» Written request
Repeat all of the material exactly as given.

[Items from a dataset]
——————————

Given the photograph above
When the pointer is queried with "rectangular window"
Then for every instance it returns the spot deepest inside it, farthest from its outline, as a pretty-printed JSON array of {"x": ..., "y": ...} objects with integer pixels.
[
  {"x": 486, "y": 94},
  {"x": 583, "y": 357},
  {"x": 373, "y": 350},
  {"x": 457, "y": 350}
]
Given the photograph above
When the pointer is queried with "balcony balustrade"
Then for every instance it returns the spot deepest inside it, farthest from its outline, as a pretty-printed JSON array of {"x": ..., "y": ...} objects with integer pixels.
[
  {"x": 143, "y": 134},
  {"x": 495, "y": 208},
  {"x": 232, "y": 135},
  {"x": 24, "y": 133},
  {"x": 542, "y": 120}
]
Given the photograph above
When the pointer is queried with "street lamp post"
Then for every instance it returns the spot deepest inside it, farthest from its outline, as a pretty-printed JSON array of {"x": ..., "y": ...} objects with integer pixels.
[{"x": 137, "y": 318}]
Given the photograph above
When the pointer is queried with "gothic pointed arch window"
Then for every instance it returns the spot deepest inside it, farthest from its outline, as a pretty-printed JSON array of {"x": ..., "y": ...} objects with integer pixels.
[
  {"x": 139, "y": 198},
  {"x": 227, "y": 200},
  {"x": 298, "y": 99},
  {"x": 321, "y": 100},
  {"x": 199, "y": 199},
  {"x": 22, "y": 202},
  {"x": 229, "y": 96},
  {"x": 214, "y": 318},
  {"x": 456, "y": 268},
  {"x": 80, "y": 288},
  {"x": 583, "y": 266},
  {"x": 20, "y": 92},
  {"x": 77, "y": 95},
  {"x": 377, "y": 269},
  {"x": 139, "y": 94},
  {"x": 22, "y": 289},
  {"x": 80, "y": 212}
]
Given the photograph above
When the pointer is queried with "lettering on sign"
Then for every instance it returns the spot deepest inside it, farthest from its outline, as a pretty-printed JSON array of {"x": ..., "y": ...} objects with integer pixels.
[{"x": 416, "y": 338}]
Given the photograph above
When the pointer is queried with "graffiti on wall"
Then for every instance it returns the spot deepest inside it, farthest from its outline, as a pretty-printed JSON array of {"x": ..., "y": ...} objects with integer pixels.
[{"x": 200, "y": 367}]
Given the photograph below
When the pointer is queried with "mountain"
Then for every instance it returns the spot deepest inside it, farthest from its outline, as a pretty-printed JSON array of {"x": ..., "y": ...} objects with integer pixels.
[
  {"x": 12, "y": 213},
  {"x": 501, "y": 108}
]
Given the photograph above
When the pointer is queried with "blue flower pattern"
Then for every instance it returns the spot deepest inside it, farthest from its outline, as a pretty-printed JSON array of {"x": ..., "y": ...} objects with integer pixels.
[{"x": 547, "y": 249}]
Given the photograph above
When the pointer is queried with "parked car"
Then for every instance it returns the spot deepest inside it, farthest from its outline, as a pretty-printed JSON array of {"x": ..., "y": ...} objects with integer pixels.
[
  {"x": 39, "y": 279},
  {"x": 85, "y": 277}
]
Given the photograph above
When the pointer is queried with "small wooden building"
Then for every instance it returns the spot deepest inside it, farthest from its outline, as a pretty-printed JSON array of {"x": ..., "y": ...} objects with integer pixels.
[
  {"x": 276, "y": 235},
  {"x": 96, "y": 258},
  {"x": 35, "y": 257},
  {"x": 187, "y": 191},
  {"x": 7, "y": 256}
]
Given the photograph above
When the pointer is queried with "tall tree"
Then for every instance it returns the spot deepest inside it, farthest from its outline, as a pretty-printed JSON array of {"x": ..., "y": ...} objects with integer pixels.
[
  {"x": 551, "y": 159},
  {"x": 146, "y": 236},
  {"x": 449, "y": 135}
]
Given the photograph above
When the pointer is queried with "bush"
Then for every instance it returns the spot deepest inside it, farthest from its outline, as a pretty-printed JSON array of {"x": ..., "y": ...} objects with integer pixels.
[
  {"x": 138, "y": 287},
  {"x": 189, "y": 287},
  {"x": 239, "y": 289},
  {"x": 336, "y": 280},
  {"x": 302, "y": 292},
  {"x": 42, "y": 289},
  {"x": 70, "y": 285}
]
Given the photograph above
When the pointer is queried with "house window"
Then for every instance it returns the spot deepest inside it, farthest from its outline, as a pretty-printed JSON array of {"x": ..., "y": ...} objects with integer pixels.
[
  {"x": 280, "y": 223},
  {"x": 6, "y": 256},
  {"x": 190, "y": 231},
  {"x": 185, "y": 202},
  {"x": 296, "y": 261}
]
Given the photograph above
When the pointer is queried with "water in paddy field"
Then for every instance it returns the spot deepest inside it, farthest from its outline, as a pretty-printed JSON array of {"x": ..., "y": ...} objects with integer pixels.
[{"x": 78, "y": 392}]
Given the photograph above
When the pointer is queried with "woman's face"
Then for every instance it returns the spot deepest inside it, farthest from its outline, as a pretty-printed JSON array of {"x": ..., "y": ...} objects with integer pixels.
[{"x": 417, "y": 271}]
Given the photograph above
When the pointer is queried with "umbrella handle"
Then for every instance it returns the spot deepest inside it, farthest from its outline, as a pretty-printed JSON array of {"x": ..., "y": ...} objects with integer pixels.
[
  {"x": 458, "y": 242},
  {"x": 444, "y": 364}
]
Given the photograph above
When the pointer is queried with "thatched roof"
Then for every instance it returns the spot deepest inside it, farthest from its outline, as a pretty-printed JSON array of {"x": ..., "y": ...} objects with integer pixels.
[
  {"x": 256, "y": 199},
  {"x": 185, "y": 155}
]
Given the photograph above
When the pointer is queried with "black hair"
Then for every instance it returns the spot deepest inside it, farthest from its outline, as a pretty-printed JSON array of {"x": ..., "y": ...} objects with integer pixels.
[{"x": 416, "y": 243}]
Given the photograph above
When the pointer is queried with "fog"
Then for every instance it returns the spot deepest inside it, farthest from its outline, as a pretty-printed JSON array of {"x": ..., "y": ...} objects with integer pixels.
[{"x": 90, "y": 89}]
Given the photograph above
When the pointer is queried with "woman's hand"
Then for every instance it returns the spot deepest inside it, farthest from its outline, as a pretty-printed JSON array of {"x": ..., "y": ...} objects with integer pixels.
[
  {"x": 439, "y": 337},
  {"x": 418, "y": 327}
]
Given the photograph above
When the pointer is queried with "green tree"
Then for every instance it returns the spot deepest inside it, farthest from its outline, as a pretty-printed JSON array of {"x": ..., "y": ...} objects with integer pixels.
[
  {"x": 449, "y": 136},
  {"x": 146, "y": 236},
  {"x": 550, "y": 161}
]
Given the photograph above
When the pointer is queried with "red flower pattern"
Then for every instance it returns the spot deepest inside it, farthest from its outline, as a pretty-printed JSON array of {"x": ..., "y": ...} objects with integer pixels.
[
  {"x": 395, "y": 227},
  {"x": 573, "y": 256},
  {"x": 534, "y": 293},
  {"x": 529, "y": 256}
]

——————————

» Written response
Given the photograph above
When the pointer is queried with "rectangular window"
Then for every instance it returns the spot deepest inside it, farthest from its outline, as a pretty-printed JSON array of {"x": ..., "y": ...} objects with integer pixels.
[
  {"x": 486, "y": 94},
  {"x": 583, "y": 357},
  {"x": 373, "y": 350},
  {"x": 457, "y": 350}
]
Given the photograph above
When the pointer is queried with "balcony balustrade"
Then for every instance it returns the spot deepest inside it, farthest from its outline, as a pretty-printed JSON array of {"x": ..., "y": ...} objects with integer pixels.
[
  {"x": 143, "y": 134},
  {"x": 495, "y": 208},
  {"x": 232, "y": 135},
  {"x": 24, "y": 133},
  {"x": 542, "y": 120}
]
Given the photograph above
When the pointer is queried with "street lamp post"
Then for every instance it returns the spot deepest inside it, farthest from its outline, as a pretty-printed JSON array of {"x": ..., "y": ...} objects with integer pixels.
[{"x": 137, "y": 318}]
Given the photograph above
When the pointer is queried with "gothic pointed arch window"
Then for every instance it returns the spot deepest inside it, farthest from its outline, as a pretty-printed JSON array of {"x": ..., "y": ...} objects with integer pixels.
[
  {"x": 139, "y": 198},
  {"x": 227, "y": 200},
  {"x": 298, "y": 99},
  {"x": 321, "y": 100},
  {"x": 199, "y": 199},
  {"x": 22, "y": 202},
  {"x": 229, "y": 96},
  {"x": 214, "y": 318},
  {"x": 456, "y": 268},
  {"x": 80, "y": 288},
  {"x": 583, "y": 266},
  {"x": 20, "y": 92},
  {"x": 77, "y": 95},
  {"x": 377, "y": 269},
  {"x": 139, "y": 94},
  {"x": 22, "y": 289},
  {"x": 80, "y": 212}
]
Given the photograph above
When the pointer is queried with "lettering on sign"
Then for every instance it returns the spot deepest inside it, farthest from its outline, as a pretty-printed JSON array of {"x": ..., "y": ...} objects with integer pixels.
[{"x": 416, "y": 338}]
Given the photograph above
When the pointer is queried with "graffiti on wall"
Then for every instance it returns the spot deepest inside it, farthest from its outline, as a pretty-printed JSON array of {"x": ..., "y": ...} objects with integer pixels.
[{"x": 200, "y": 367}]
Given the photograph below
When the pointer is queried with "mountain"
Then for every instance it returns the spot deepest inside it, farthest from its outline, as a pretty-printed JSON array of {"x": ..., "y": ...} objects with integer pixels.
[
  {"x": 12, "y": 213},
  {"x": 501, "y": 108}
]
Given the photograph above
When the pointer is queried with "blue flower pattern"
Then for every instance it returns the spot deepest inside it, farthest from its outline, as a pretty-printed JSON array of {"x": ..., "y": ...} objects with integer pixels.
[{"x": 547, "y": 249}]
Given the photograph above
When the pointer is queried with "parked car"
Then for every instance it returns the spot deepest inside it, farthest from its outline, as a pretty-printed JSON array of {"x": ..., "y": ...} objects with integer pixels.
[
  {"x": 39, "y": 279},
  {"x": 85, "y": 277}
]
Given the photograph above
When the pointer is queried with "small wooden building"
Then for every instance it returns the spot deepest inside it, farthest from its outline, as a pretty-printed JSON array of {"x": ..., "y": ...} objects with integer pixels.
[
  {"x": 276, "y": 235},
  {"x": 96, "y": 258},
  {"x": 35, "y": 257},
  {"x": 187, "y": 191},
  {"x": 7, "y": 256}
]
Given the photograph above
When the pointer is queried with "tall tree"
Then for every instance it returns the spot deepest inside it, farthest from its outline, as a pretty-printed JSON array of {"x": ..., "y": ...} objects with integer pixels.
[
  {"x": 551, "y": 159},
  {"x": 146, "y": 236},
  {"x": 449, "y": 135}
]
Given the photograph above
When the pointer is queried with "bush"
Then for every instance it returns the spot deepest inside it, farthest from its outline, as a pretty-printed JSON array of {"x": ..., "y": ...} objects with integer pixels.
[
  {"x": 138, "y": 287},
  {"x": 189, "y": 287},
  {"x": 239, "y": 289},
  {"x": 336, "y": 280},
  {"x": 302, "y": 292},
  {"x": 42, "y": 289},
  {"x": 70, "y": 285}
]
Given the photograph above
When the pointer is queried with "house window"
Then for every instance it returns the spot deepest inside it, farthest from its outline, as a pretty-printed JSON array of {"x": ..., "y": ...} objects with integer pixels.
[
  {"x": 280, "y": 223},
  {"x": 6, "y": 256},
  {"x": 190, "y": 231},
  {"x": 185, "y": 202},
  {"x": 296, "y": 261}
]
Given the photograph above
When the pointer is queried with "water in paddy field"
Then for every instance it returns the spot deepest inside it, farthest from its outline, as a pretty-printed JSON array of {"x": ..., "y": ...} objects with integer pixels.
[{"x": 78, "y": 392}]
Given the photograph above
When the pointer is queried with "woman's face"
Then for every instance it returns the spot deepest inside it, farthest from its outline, as a pretty-printed JSON array of {"x": ..., "y": ...} objects with integer pixels.
[{"x": 417, "y": 271}]
Given the photograph above
When the pointer is queried with "umbrella handle"
Then for every instance it returns the spot deepest inside it, farthest from its outline, as a pretty-printed JSON array of {"x": ..., "y": ...} objects with integer pixels.
[
  {"x": 458, "y": 242},
  {"x": 444, "y": 364}
]
Given the photograph above
When the pointer is queried with "thatched roof"
Then for every instance it returns the spot deepest inside it, farthest from its outline, as a pretty-printed JSON array of {"x": ..., "y": ...} objects with integer pixels.
[
  {"x": 256, "y": 199},
  {"x": 185, "y": 155}
]
Given the photograph above
When the pointer is queried with "black hair"
Then for every instance it returns the spot deepest inside it, farthest from its outline, as a pretty-printed JSON array of {"x": ..., "y": ...} objects with integer pixels.
[{"x": 416, "y": 243}]
Given the photograph above
When the pointer is queried with "fog"
Then for every instance it returns the spot deepest inside it, farthest from its outline, as a pretty-printed JSON array of {"x": ..., "y": ...} objects with integer pixels.
[{"x": 90, "y": 89}]
Given the photograph above
When the pointer is queried with "woman's hand"
Then for every instance it returns the spot deepest inside it, farthest from its outline, as a pretty-printed JSON array of {"x": ..., "y": ...} objects with integer pixels.
[
  {"x": 439, "y": 337},
  {"x": 418, "y": 327}
]
Given the photograph above
When the pointer is queried with "green tree"
Then for every instance it returns the spot deepest inside it, farthest from its outline, as a pretty-printed JSON array of {"x": ..., "y": ...} objects with integer pixels.
[
  {"x": 449, "y": 136},
  {"x": 146, "y": 236},
  {"x": 550, "y": 161}
]
Given the photograph above
When the pointer is queried with "red flower pattern"
Then for every instance it returns the spot deepest inside it, farthest from its outline, as a pretty-printed JSON array of {"x": ..., "y": ...} objects with integer pixels.
[
  {"x": 395, "y": 227},
  {"x": 573, "y": 256},
  {"x": 534, "y": 293},
  {"x": 529, "y": 256}
]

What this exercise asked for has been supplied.